▶ GIVEN EXERCISE: Rewrite the records below, changing every "body panel" to "door panel" and keeping everything else the same. Omit the pictures from your answer.

[Excerpts of pointing data]
** start **
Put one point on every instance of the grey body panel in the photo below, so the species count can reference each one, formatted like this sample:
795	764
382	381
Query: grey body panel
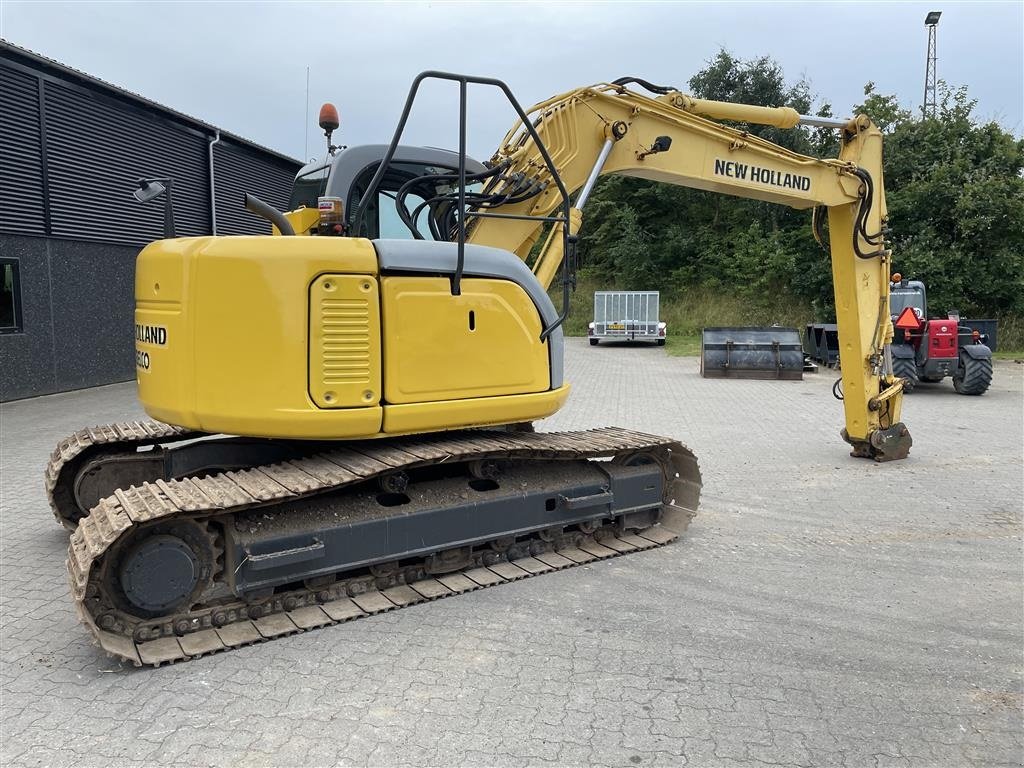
423	256
341	532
** end **
▶ EXERCISE SOLUTION:
Put one point on every instance of the grey door panel in the photo below, so the species count can reference each one, formatted like this sample:
795	764
382	381
Query: grey door panel
423	256
341	532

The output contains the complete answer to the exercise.